Trois
grands groupes se partagent l'essentiel de la gestion déléguée de l'eau en France
: Vivendi, Suez et, de manière moindre, Bouygues-Saur. Cette gestion déléguée
est marquée par de profonds déséquilibres :
- tous les rapports le disent,
les prix pratiqués par les opérateurs privés sont plus élevés
que ceux pratiqués par les régies publiques : 28% en moyenne en 1996, pour une
qualité souvent moindre.
- l'inégalité est très forte entre, d'un côté,
trois groupes très puissants et, de l'autre, 36 000 communes à la capacité de
négociation et de contrôle souvent réduite. Plus que dans tout autre secteur,
il est légitime de parler ici de "capture" du régulateur
par l'opérateur.
- la concurrence entre les opérateurs est souvent
une pseudo-concurrence oligopolistique puisque environ 90% des contrats sont renouvelés
au même concessionnaire, et les opérateurs constituent des monopoles locaux quasi
inexpugnables.
- les grands groupes peuvent jouer de la diversité de leur
champ d’intervention (local, national et international) pour échapper
à la transparence et utiliser les bénéfices dégagés par l'eau pour financer
d'autres activités.

◆ **CONSIGNES**:
A. D'après le texte sur la gestion déléguée de l'eau, quelle part des contrats est renouvelée au même concessionnaire ?
B. Rédigez la suite du texte sur la gestion déléguée de l'eau en France, en reprenant après sa dernière phrase.

◆ **DONNÉES**:
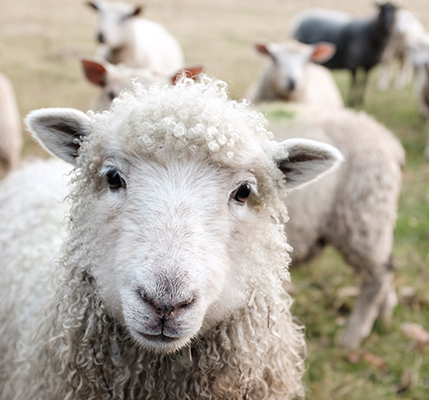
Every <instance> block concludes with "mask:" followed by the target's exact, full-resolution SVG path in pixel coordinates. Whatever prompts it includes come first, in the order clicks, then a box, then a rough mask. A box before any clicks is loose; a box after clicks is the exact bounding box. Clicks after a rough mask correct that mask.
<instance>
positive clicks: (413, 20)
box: [378, 10, 425, 90]
mask: <svg viewBox="0 0 429 400" xmlns="http://www.w3.org/2000/svg"><path fill="white" fill-rule="evenodd" d="M424 34H425V28H424V26H423V24H422V23H421V22H420V20H419V19H418V18H417V17H416V15H415V14H414V13H412V12H411V11H408V10H398V11H397V12H396V18H395V24H394V26H393V30H392V34H391V37H390V39H389V41H388V43H387V46H386V48H385V50H384V53H383V57H382V58H381V62H380V71H381V72H380V77H379V80H378V87H379V88H380V89H381V90H386V89H387V88H388V87H389V86H390V80H391V71H392V70H393V67H394V63H395V61H397V62H398V64H399V65H398V70H397V75H396V81H395V86H396V87H397V88H398V89H401V88H403V87H405V86H406V85H407V84H409V83H410V82H411V79H412V73H413V69H412V68H413V66H412V58H411V51H412V48H413V47H414V46H415V44H416V43H418V41H419V40H420V39H421V37H422V36H423V35H424Z"/></svg>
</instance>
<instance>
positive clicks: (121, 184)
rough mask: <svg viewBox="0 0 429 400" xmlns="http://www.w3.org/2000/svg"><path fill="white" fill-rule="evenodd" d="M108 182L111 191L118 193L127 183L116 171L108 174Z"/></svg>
mask: <svg viewBox="0 0 429 400" xmlns="http://www.w3.org/2000/svg"><path fill="white" fill-rule="evenodd" d="M106 180H107V183H108V184H109V187H110V190H112V191H117V190H119V189H121V188H124V187H125V182H124V180H123V179H122V178H121V176H120V175H119V173H118V171H116V169H111V170H109V172H108V173H107V174H106Z"/></svg>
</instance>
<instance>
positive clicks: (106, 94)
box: [81, 57, 203, 110]
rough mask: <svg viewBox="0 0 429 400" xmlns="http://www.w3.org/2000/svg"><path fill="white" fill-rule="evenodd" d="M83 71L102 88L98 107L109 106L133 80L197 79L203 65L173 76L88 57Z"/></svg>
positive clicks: (143, 83)
mask: <svg viewBox="0 0 429 400" xmlns="http://www.w3.org/2000/svg"><path fill="white" fill-rule="evenodd" d="M81 63H82V69H83V73H84V74H85V77H86V79H87V80H88V81H89V82H91V83H92V84H93V85H95V86H99V87H100V88H101V93H100V96H99V97H98V99H97V103H96V109H97V110H103V109H105V108H108V107H109V105H110V102H111V101H112V100H113V99H115V98H116V97H118V96H119V93H120V92H121V91H122V90H123V89H128V88H130V87H132V85H133V81H135V80H138V81H139V82H140V83H142V84H143V85H147V86H149V85H150V84H152V83H155V82H158V83H160V84H163V85H164V84H166V85H167V84H175V83H176V81H178V80H179V79H180V78H181V77H182V75H183V74H184V75H186V76H187V77H188V78H192V79H196V78H197V76H198V75H199V74H201V73H202V71H203V68H202V67H191V68H186V69H181V70H179V71H178V72H177V73H176V74H174V75H172V76H164V75H160V74H156V73H155V72H153V71H151V70H150V69H148V68H131V67H127V66H125V65H123V64H119V65H113V64H111V63H109V62H108V61H106V60H104V59H102V58H98V57H86V58H82V59H81Z"/></svg>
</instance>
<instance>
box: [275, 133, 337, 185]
mask: <svg viewBox="0 0 429 400" xmlns="http://www.w3.org/2000/svg"><path fill="white" fill-rule="evenodd" d="M273 159H274V161H275V162H276V164H277V166H278V168H279V169H280V170H281V171H282V172H283V174H284V176H285V187H286V189H289V190H291V189H295V188H297V187H298V186H301V185H303V184H306V183H308V182H311V181H312V180H314V179H317V178H319V177H321V176H323V175H324V174H326V173H327V172H328V171H331V170H333V169H335V168H336V167H338V165H339V164H340V162H341V161H343V156H342V154H341V153H340V152H339V150H337V149H336V148H335V147H333V146H331V145H329V144H327V143H321V142H316V141H315V140H309V139H288V140H285V141H283V142H281V143H279V144H277V146H276V148H275V150H274V155H273Z"/></svg>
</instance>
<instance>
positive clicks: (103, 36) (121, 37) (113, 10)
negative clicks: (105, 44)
mask: <svg viewBox="0 0 429 400" xmlns="http://www.w3.org/2000/svg"><path fill="white" fill-rule="evenodd" d="M88 5H90V6H91V7H93V8H94V9H96V10H97V11H98V12H99V16H100V18H99V23H98V29H97V41H98V42H99V43H102V44H106V45H107V46H108V47H109V48H111V49H120V48H122V47H123V46H125V44H126V42H127V30H128V22H129V20H130V19H131V18H133V17H135V16H136V15H138V14H139V13H140V11H141V9H140V7H134V6H132V5H131V4H127V3H121V2H116V3H108V2H105V1H98V2H96V3H92V2H88Z"/></svg>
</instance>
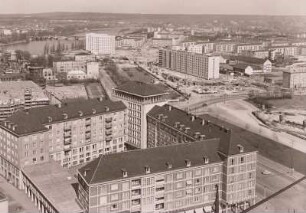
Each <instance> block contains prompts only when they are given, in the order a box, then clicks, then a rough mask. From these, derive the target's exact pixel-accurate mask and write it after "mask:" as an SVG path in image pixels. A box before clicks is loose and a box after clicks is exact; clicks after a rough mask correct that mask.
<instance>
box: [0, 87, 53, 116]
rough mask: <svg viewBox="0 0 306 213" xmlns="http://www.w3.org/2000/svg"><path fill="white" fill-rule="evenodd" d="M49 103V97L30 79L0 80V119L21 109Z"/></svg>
mask: <svg viewBox="0 0 306 213" xmlns="http://www.w3.org/2000/svg"><path fill="white" fill-rule="evenodd" d="M46 105H49V98H48V97H47V95H46V94H45V93H44V91H43V90H42V88H41V87H39V86H38V85H37V84H35V83H34V82H32V81H22V82H19V81H5V82H0V120H4V119H6V118H7V117H9V116H11V115H12V114H13V113H15V112H17V111H18V110H22V109H29V108H33V107H39V106H46Z"/></svg>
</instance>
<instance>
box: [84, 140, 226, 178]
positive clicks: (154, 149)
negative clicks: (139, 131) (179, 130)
mask: <svg viewBox="0 0 306 213" xmlns="http://www.w3.org/2000/svg"><path fill="white" fill-rule="evenodd" d="M218 144H219V143H218V139H211V140H207V141H204V142H194V143H186V144H179V145H172V146H164V147H157V148H150V149H142V150H136V151H129V152H121V153H115V154H109V155H105V156H100V157H99V158H97V159H95V160H93V161H91V162H89V163H88V164H87V165H85V166H83V167H82V168H80V169H79V173H80V174H81V175H82V176H83V178H84V179H85V180H86V182H87V183H88V184H95V183H101V182H106V181H111V180H117V179H122V178H123V175H122V170H125V171H127V175H128V177H134V176H139V175H145V167H150V173H158V172H164V171H168V170H177V169H181V168H186V162H185V161H186V160H187V159H188V160H189V161H190V162H191V166H199V165H203V164H204V157H208V159H209V163H218V162H222V160H221V158H220V156H219V155H218V153H217V150H218ZM167 163H171V164H172V168H171V169H168V167H167ZM85 173H86V175H85Z"/></svg>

◆ **CORRIGÉ**:
A. Environ 90 % des contrats sont renouvelés au même concessionnaire.

B.
- les usagers-clients sont le type même de la clientèle
captive : ils n'ont pas le choix du prestataire de service, ils n'ont qu'une capacité
très restreinte pour négocier le prix du service et ils se voient souvent imposer
des clauses abusives. Certaines associations ont
cependant développé des actions juridiques qui ont conduit à des condamnations
ou à l'annulation de contrat (ex. Grenoble où la ville a repris la gestion du
service et où le maire a été condamne à la prison).
- à terme la gestion
déléguée élimine les entreprises communales car il est très difficile de les
recréer par la suite, c'est donc bien souvent un voyage sans retour possible.
De plus, la gestion déléguée a été utilisée en France pendant de nombreuses années
comme mode important de financement des activités politiques et des campagnes
électorales, ce qui a entraîné le développement des pratiques
de corruption. Diverses lois pour moraliser le secteur ne sont pas parvenues
à faire disparaître toute suspicion dans l’opinion à l'égard des élus et des entreprises.